◆ The exercise
Could you arrange the lines below as a Markdown table with the columns "Row" and "Line", skipping any blank lines? Begin at the line that has "Note to the class: find the collar" and stop after the line that has "pixel 196 422".

____

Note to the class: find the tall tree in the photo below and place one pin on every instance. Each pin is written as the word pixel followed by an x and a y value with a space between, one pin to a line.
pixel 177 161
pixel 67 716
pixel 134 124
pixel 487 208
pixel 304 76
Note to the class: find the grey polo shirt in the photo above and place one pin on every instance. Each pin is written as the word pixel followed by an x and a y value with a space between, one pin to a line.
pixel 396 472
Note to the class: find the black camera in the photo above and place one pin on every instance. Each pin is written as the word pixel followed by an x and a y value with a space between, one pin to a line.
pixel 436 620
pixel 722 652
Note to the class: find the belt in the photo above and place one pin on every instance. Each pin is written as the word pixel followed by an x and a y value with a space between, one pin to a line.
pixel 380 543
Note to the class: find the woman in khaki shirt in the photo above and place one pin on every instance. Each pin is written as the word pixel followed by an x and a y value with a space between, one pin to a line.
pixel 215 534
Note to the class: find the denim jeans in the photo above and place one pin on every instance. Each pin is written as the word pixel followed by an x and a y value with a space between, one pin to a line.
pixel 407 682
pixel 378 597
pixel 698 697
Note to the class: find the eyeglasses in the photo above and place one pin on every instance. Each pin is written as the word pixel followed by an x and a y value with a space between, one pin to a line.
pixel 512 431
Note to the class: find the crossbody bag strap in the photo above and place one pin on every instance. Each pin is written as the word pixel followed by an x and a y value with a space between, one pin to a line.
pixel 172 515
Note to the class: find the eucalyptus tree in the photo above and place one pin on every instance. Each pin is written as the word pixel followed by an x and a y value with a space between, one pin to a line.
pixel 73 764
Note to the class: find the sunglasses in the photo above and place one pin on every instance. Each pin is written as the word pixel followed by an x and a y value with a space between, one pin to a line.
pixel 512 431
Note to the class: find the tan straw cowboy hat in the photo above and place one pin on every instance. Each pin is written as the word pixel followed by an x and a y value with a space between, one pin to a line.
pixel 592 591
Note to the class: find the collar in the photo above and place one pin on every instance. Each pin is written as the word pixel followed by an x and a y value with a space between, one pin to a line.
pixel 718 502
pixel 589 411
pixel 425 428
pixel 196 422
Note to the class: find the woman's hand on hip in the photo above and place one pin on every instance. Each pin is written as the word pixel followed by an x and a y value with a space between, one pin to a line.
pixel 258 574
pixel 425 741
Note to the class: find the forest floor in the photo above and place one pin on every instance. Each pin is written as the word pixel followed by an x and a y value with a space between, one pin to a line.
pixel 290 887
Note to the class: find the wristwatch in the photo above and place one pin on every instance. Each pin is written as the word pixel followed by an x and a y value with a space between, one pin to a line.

____

◆ Task output
| Row | Line |
|---|---|
| 1 | Note to the class: find the collar in the photo above and place one pin on every instance. Each pin is written as the word pixel followed by an x and a y value with a space between, one pin to a line. |
| 2 | pixel 718 502 |
| 3 | pixel 589 411 |
| 4 | pixel 425 428 |
| 5 | pixel 196 422 |